━━ Records to use ━━

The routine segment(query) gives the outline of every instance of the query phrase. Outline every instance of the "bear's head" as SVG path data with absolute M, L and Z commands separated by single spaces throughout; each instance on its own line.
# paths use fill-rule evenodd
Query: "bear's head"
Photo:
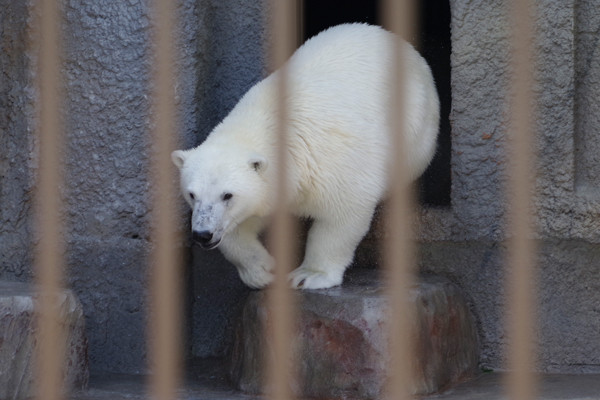
M 192 208 L 192 237 L 214 249 L 252 216 L 264 216 L 268 201 L 267 159 L 241 148 L 199 146 L 171 154 L 181 191 Z

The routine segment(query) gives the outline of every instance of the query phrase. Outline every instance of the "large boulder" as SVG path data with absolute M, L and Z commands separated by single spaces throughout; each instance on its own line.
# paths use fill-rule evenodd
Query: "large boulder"
M 342 287 L 295 293 L 297 378 L 292 390 L 297 396 L 381 397 L 389 376 L 389 307 L 376 274 L 351 271 Z M 472 377 L 479 359 L 477 332 L 458 287 L 439 277 L 420 277 L 410 298 L 416 310 L 413 393 L 433 393 Z M 252 292 L 236 331 L 230 368 L 242 391 L 263 391 L 265 354 L 271 351 L 265 326 L 272 323 L 267 292 Z

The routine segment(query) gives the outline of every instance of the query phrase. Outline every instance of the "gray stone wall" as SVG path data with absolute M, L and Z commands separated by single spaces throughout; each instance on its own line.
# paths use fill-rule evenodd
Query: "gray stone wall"
M 0 2 L 0 279 L 31 278 L 28 2 Z
M 504 147 L 511 133 L 503 3 L 451 1 L 452 206 L 423 210 L 420 232 L 422 269 L 450 277 L 470 296 L 481 362 L 492 368 L 504 367 L 507 346 L 503 239 L 510 160 Z M 600 202 L 592 178 L 598 12 L 592 3 L 537 2 L 536 342 L 545 371 L 600 370 Z
M 246 3 L 177 3 L 180 125 L 174 127 L 173 135 L 182 148 L 201 141 L 262 76 L 263 10 L 260 2 Z M 148 199 L 152 190 L 147 178 L 151 124 L 148 7 L 145 0 L 63 2 L 68 143 L 63 185 L 65 274 L 85 310 L 92 371 L 135 373 L 147 368 Z M 30 19 L 27 2 L 2 1 L 0 278 L 25 281 L 32 278 L 35 174 L 31 86 L 36 49 Z M 187 215 L 182 215 L 181 227 L 186 226 Z M 224 264 L 222 259 L 219 262 Z M 214 277 L 196 279 L 206 288 L 214 286 L 214 281 Z M 231 324 L 231 316 L 223 320 L 218 307 L 207 310 L 203 297 L 191 300 L 190 290 L 184 296 L 189 312 L 196 310 L 197 315 L 192 324 L 191 314 L 186 314 L 190 344 L 208 340 L 208 344 L 193 346 L 200 348 L 198 354 L 222 355 L 224 325 Z M 196 291 L 201 294 L 201 290 Z M 231 303 L 221 297 L 209 301 L 211 305 Z M 210 336 L 205 336 L 205 326 L 215 327 Z M 198 335 L 190 333 L 192 327 Z M 185 350 L 188 357 L 191 347 Z
M 201 141 L 262 74 L 262 9 L 245 3 L 178 2 L 180 126 L 173 134 L 183 148 Z M 72 0 L 65 16 L 70 282 L 88 315 L 91 368 L 139 372 L 146 367 L 152 190 L 146 177 L 148 2 Z M 187 226 L 187 214 L 181 225 Z M 196 262 L 194 274 L 204 268 Z M 218 310 L 235 297 L 221 292 L 206 307 L 201 296 L 202 288 L 210 290 L 218 280 L 196 279 L 200 289 L 197 284 L 193 295 L 185 294 L 193 313 L 186 314 L 194 349 L 186 349 L 188 357 L 223 354 L 224 324 L 230 322 L 221 322 Z M 206 333 L 209 343 L 198 345 Z
M 146 357 L 148 29 L 143 0 L 64 5 L 68 279 L 96 369 Z
M 598 199 L 600 191 L 600 12 L 580 0 L 575 10 L 575 184 L 580 194 Z

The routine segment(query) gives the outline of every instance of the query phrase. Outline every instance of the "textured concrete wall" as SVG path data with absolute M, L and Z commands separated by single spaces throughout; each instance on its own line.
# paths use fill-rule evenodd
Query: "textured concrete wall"
M 146 358 L 147 14 L 143 0 L 64 8 L 69 281 L 92 369 L 137 372 Z
M 593 0 L 577 2 L 575 14 L 575 168 L 577 190 L 600 194 L 600 10 Z
M 72 0 L 65 10 L 69 265 L 71 283 L 88 315 L 92 369 L 145 368 L 152 190 L 146 178 L 151 117 L 147 6 L 142 0 Z M 177 11 L 181 132 L 173 134 L 188 148 L 260 77 L 263 23 L 260 3 L 182 0 Z M 182 227 L 186 224 L 182 218 Z M 204 268 L 197 262 L 195 271 Z M 202 288 L 210 290 L 218 280 L 195 280 L 200 289 L 196 285 L 194 322 L 189 325 L 193 349 L 210 333 L 209 344 L 200 348 L 221 348 L 222 354 L 225 339 L 218 310 L 235 297 L 222 291 L 218 299 L 208 299 L 207 308 L 201 296 Z
M 422 269 L 450 277 L 470 296 L 481 361 L 492 368 L 503 367 L 507 346 L 505 3 L 451 1 L 452 207 L 423 210 L 420 233 Z M 598 188 L 588 173 L 598 167 L 592 3 L 537 2 L 537 344 L 547 371 L 600 370 L 600 198 L 590 195 Z
M 259 2 L 246 3 L 177 3 L 180 126 L 173 134 L 180 147 L 202 140 L 262 75 L 262 8 Z M 84 306 L 92 371 L 141 372 L 146 369 L 152 190 L 146 176 L 151 123 L 149 3 L 65 0 L 63 6 L 67 280 Z M 30 40 L 27 2 L 3 1 L 0 18 L 0 277 L 28 280 L 35 171 L 33 76 L 28 68 L 35 68 L 29 61 L 35 60 L 36 49 Z M 187 215 L 181 226 L 187 226 Z M 210 288 L 214 281 L 197 277 L 197 292 L 202 294 L 202 287 Z M 209 302 L 228 305 L 229 298 Z M 218 307 L 206 310 L 203 301 L 204 297 L 195 303 L 188 300 L 190 309 L 194 304 L 197 310 L 199 332 L 188 335 L 200 343 L 208 341 L 194 346 L 200 347 L 200 354 L 222 355 L 223 324 L 230 324 L 231 316 L 223 320 Z M 191 328 L 191 315 L 186 317 Z M 216 329 L 205 336 L 205 326 Z
M 0 279 L 31 278 L 33 142 L 26 1 L 0 1 Z

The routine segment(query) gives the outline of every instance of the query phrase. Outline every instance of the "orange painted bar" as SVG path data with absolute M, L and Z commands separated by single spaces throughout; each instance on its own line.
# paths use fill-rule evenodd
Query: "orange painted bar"
M 37 99 L 37 135 L 39 167 L 35 193 L 36 225 L 39 242 L 35 252 L 35 281 L 39 292 L 36 301 L 38 324 L 37 398 L 62 398 L 64 343 L 59 324 L 58 295 L 62 284 L 64 242 L 60 217 L 62 182 L 60 112 L 60 46 L 58 2 L 40 0 L 36 4 L 39 31 L 39 64 L 35 74 L 39 90 Z
M 535 350 L 535 252 L 533 240 L 532 193 L 534 189 L 534 81 L 533 20 L 530 0 L 509 3 L 512 18 L 513 77 L 511 82 L 511 124 L 508 141 L 508 255 L 507 329 L 511 340 L 507 354 L 510 399 L 535 398 L 533 375 Z
M 270 2 L 270 69 L 281 68 L 294 51 L 296 32 L 296 0 L 272 0 Z M 280 98 L 278 109 L 278 152 L 277 185 L 274 196 L 277 199 L 269 241 L 275 259 L 274 282 L 268 290 L 268 308 L 273 324 L 267 327 L 269 340 L 273 344 L 267 361 L 267 397 L 273 400 L 287 400 L 293 397 L 290 390 L 292 378 L 291 329 L 294 321 L 292 290 L 288 273 L 295 262 L 293 231 L 294 222 L 287 210 L 287 121 L 289 113 L 285 98 L 288 84 L 286 70 L 282 69 L 278 81 L 277 95 Z
M 383 4 L 384 27 L 399 37 L 410 37 L 413 21 L 413 4 L 410 0 L 386 0 Z M 390 135 L 393 147 L 393 166 L 390 174 L 390 197 L 387 203 L 386 241 L 384 266 L 387 296 L 390 301 L 390 380 L 386 398 L 411 399 L 413 381 L 410 360 L 414 358 L 413 332 L 408 327 L 414 318 L 409 301 L 409 290 L 414 283 L 415 243 L 412 218 L 415 199 L 414 188 L 404 167 L 404 68 L 399 43 L 394 44 L 394 67 L 390 71 L 390 87 L 394 88 L 389 108 Z
M 176 171 L 170 154 L 175 148 L 178 127 L 175 119 L 174 60 L 174 3 L 154 0 L 153 45 L 154 81 L 153 115 L 154 144 L 151 170 L 152 252 L 150 256 L 150 332 L 149 354 L 153 399 L 170 400 L 182 373 L 181 355 L 181 254 L 176 220 L 178 215 L 173 193 L 178 193 Z

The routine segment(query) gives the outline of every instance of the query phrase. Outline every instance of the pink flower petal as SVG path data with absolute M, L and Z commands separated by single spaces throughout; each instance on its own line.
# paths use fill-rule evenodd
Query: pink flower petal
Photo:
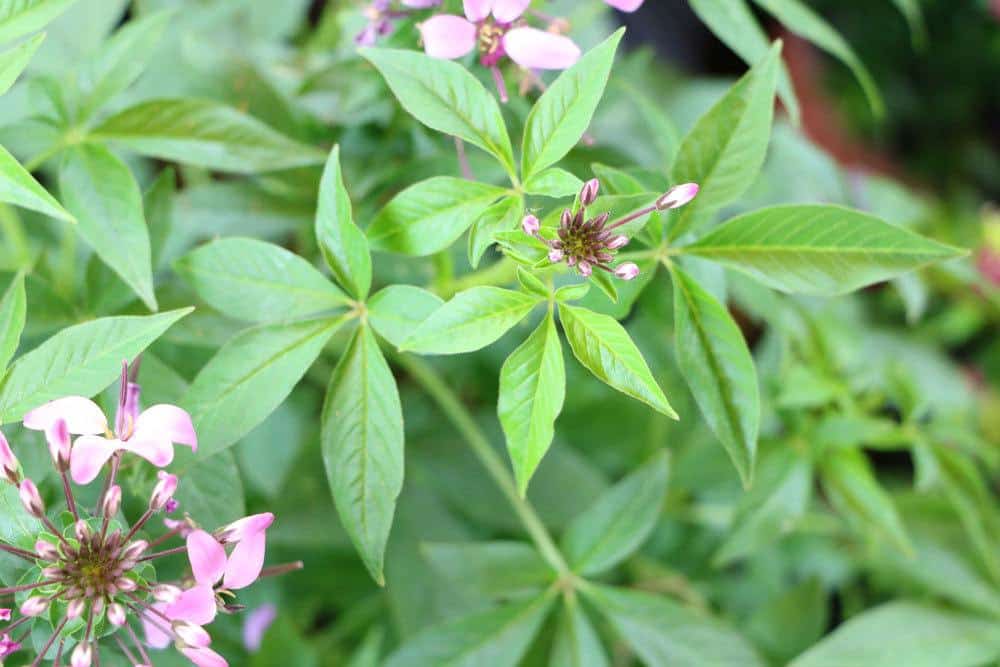
M 225 588 L 239 590 L 257 581 L 264 568 L 266 541 L 265 533 L 261 531 L 236 544 L 226 564 L 226 574 L 222 580 Z
M 188 560 L 194 580 L 212 586 L 226 571 L 226 550 L 204 530 L 196 530 L 187 538 Z
M 476 26 L 461 16 L 439 14 L 419 28 L 424 51 L 432 58 L 461 58 L 476 48 Z
M 257 533 L 264 532 L 274 523 L 274 514 L 264 512 L 262 514 L 251 514 L 248 517 L 233 521 L 224 527 L 220 532 L 224 542 L 239 542 Z
M 73 443 L 69 471 L 77 484 L 90 484 L 111 455 L 122 448 L 121 440 L 108 440 L 99 435 L 81 435 Z
M 176 405 L 161 403 L 147 408 L 135 420 L 133 438 L 166 438 L 198 450 L 198 436 L 191 423 L 191 415 Z
M 580 47 L 569 37 L 537 28 L 514 28 L 503 46 L 511 60 L 530 69 L 566 69 L 580 59 Z
M 635 10 L 642 7 L 642 3 L 645 0 L 604 0 L 615 9 L 620 9 L 623 12 L 634 12 Z
M 261 644 L 264 643 L 267 629 L 277 617 L 278 608 L 270 603 L 262 604 L 247 614 L 243 622 L 243 646 L 251 653 L 259 651 Z
M 441 4 L 441 0 L 403 0 L 403 4 L 414 9 L 427 9 Z
M 531 0 L 493 0 L 493 17 L 500 23 L 513 23 L 531 4 Z
M 138 454 L 154 466 L 163 468 L 174 460 L 174 444 L 166 438 L 129 438 L 122 449 Z
M 49 401 L 24 415 L 24 426 L 44 431 L 57 419 L 66 420 L 66 428 L 74 435 L 98 435 L 108 430 L 108 420 L 89 398 L 66 396 Z
M 210 648 L 194 648 L 191 646 L 181 649 L 184 657 L 193 662 L 197 667 L 229 667 L 229 663 L 221 655 Z
M 482 21 L 493 11 L 493 0 L 463 0 L 462 4 L 470 21 Z
M 154 604 L 153 609 L 163 613 L 167 608 L 165 604 Z M 171 638 L 161 628 L 167 627 L 167 622 L 160 616 L 150 612 L 142 615 L 142 627 L 146 632 L 146 643 L 153 648 L 167 648 L 170 646 Z
M 218 611 L 212 584 L 204 583 L 181 593 L 177 601 L 169 605 L 163 613 L 174 621 L 208 625 L 215 620 Z

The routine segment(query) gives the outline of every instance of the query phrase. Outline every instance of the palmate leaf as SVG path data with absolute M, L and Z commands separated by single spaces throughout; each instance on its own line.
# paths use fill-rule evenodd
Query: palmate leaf
M 372 285 L 372 257 L 368 239 L 354 224 L 351 198 L 340 168 L 340 146 L 334 146 L 323 169 L 316 208 L 316 242 L 337 282 L 358 299 Z
M 444 304 L 437 294 L 413 285 L 389 285 L 368 300 L 368 321 L 399 347 L 420 323 Z
M 557 576 L 526 542 L 431 542 L 420 550 L 442 577 L 477 597 L 537 594 Z
M 964 251 L 851 209 L 787 205 L 733 218 L 681 252 L 783 292 L 832 296 Z
M 515 229 L 522 215 L 524 199 L 510 195 L 483 211 L 469 230 L 469 265 L 478 268 L 483 254 L 496 240 L 497 232 Z
M 3 146 L 0 146 L 0 202 L 30 208 L 66 222 L 76 222 L 76 218 L 60 206 L 55 197 L 39 185 Z
M 392 371 L 367 326 L 333 371 L 321 443 L 340 520 L 379 585 L 403 488 L 403 409 Z
M 21 341 L 26 308 L 24 274 L 19 273 L 0 296 L 0 378 Z
M 0 95 L 10 90 L 44 40 L 45 33 L 39 33 L 26 42 L 0 53 Z
M 0 44 L 44 28 L 76 0 L 4 0 L 0 2 Z
M 607 667 L 610 663 L 600 637 L 578 598 L 564 600 L 549 667 Z

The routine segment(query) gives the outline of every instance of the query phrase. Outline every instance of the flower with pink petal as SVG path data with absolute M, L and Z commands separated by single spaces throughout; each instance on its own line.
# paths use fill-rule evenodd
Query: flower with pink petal
M 612 7 L 623 12 L 634 12 L 635 10 L 642 7 L 642 3 L 645 0 L 604 0 Z
M 412 9 L 428 9 L 441 4 L 441 0 L 401 0 L 404 7 Z M 358 46 L 372 46 L 379 37 L 392 32 L 393 24 L 409 15 L 406 9 L 394 9 L 392 0 L 372 0 L 365 8 L 367 25 L 354 38 Z
M 264 634 L 278 617 L 278 608 L 273 604 L 262 604 L 247 614 L 243 622 L 243 646 L 251 653 L 260 650 Z

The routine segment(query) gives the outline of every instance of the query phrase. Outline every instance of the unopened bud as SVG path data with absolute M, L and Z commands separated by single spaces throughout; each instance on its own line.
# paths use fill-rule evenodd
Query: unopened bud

━━━

-- About this exercise --
In the data above, how many lines hold the word "unopened"? Give only the number.

-- Response for this exercise --
2